[[ EXTRACTED TEXT open ]]

Posted: January 15, 2021 10:53 AM
From: Senator Katie J. Muth and Sen. Lindsey M. Williams, Sen. Amanda M. Cappelletti, Sen. Nikil Saval
To: All Senate members
Subject: Urging Congress to Forgive Student Debt
Please join us in urging Congress to enact broad, comprehensive student debt forgiveness. This would provide much-needed relief for many people who are dealing with overwhelming economic burdens caused by the pandemic. It would also provide a much-needed boost to our economy by creating greater opportunity for a consumer-driven economic stimulus. The federal government should ensure equity of debt forgiveness by creating pathways for both federally owned loans and loans that originated from commercial financial institutions to be able to offer forgiveness to those who have student debt. 

Research shows several troubling student loan debt statistics: 
  • The student loan debt in the United States totals $1.68 trillion and grows more than 6 times faster than the nation’s economy.
  • The 42.3 million Americans with federal student loan debt owe an average of $36,520 each. 
  • First-generation college students are twice as likely to report they are behind in making student loan payments.
  • Black college students are the most likely to use federal loans, with 77.7% of Black students borrowing to pay for their higher education compared with 57.5% of white students. 
  • Black students are also harmed in the long terms; 48% of Black college graduates owe an average of 12.5% more than they borrowed four years after graduation, and 30% default during the first 12 years of repayment.

Specifically, Pennsylvania ranked third highest for student debt loans in 2019, previously being cited as the worst in 2018 for student debt. Statistics show: 

  • Pennsylvanians in aggregate have $61.5 billion in student loan debt.

[[ EXTRACTED TEXT closed ]]
[[ RECORDED INFORMATION open ]]

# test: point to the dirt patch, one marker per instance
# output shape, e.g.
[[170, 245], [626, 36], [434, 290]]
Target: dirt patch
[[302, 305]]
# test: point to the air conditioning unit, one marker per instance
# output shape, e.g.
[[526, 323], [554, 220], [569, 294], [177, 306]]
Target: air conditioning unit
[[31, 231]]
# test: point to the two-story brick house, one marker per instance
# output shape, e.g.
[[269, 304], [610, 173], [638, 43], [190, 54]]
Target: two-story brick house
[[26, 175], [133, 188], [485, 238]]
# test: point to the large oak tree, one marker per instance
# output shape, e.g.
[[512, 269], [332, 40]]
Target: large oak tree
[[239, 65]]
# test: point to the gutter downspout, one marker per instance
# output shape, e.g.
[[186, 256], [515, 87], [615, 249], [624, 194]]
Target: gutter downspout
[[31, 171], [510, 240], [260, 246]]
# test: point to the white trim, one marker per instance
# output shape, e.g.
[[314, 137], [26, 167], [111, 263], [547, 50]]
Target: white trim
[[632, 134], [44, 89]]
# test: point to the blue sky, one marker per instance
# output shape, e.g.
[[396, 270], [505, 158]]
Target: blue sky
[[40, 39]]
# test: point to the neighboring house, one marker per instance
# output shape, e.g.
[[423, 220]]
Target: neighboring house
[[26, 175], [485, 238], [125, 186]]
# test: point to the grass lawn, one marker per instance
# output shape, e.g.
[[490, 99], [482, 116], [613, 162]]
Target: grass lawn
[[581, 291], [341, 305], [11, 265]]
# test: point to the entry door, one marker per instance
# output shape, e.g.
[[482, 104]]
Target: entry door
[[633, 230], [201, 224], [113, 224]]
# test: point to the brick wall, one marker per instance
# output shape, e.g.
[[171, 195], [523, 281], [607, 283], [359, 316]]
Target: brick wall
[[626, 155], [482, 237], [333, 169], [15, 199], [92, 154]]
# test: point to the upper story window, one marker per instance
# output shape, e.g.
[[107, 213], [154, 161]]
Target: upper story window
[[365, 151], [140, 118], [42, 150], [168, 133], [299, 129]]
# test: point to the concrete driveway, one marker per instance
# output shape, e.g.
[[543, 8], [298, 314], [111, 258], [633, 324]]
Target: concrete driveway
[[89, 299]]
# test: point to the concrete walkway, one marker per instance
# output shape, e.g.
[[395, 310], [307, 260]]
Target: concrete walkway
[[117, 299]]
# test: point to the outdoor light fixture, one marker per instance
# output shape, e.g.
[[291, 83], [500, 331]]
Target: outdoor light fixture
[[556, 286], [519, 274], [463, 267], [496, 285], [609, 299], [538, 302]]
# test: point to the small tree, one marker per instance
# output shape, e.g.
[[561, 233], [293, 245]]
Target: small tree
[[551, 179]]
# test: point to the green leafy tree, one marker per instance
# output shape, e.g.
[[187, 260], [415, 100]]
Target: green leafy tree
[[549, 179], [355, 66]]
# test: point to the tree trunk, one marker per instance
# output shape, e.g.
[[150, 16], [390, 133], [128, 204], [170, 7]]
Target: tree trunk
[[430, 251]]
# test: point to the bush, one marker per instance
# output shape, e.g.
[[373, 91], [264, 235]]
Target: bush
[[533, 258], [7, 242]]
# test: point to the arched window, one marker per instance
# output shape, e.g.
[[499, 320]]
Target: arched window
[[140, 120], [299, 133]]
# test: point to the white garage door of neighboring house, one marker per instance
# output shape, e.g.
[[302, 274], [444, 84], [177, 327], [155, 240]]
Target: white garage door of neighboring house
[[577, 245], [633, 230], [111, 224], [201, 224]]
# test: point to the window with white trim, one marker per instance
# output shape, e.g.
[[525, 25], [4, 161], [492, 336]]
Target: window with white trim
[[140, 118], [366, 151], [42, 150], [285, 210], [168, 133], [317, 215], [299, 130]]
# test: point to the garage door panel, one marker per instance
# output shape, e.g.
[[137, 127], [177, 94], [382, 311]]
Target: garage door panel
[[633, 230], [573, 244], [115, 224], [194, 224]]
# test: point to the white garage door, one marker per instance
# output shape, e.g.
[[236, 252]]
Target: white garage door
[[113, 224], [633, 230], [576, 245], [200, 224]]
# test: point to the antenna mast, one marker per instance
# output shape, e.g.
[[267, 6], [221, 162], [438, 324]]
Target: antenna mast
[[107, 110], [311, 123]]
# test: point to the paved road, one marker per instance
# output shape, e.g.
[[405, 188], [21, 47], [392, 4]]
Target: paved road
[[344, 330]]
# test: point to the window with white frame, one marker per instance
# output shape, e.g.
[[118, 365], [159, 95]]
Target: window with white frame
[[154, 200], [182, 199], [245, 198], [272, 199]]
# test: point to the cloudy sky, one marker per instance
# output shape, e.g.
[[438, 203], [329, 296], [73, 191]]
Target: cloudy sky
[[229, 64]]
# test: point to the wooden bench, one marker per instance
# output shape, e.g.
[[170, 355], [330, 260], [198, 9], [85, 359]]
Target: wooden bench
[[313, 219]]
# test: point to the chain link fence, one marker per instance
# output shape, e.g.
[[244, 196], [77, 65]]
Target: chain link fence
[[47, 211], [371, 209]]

[[ RECORDED INFORMATION closed ]]

- AIM OF THE EXERCISE
Reproduce the passage of the student debt memo that begins with the words "Research shows several" and stops after "the nation’s economy.".

- ANSWER SPACE
Research shows several troubling student loan debt statistics: 
  • The student loan debt in the United States totals $1.68 trillion and grows more than 6 times faster than the nation’s economy.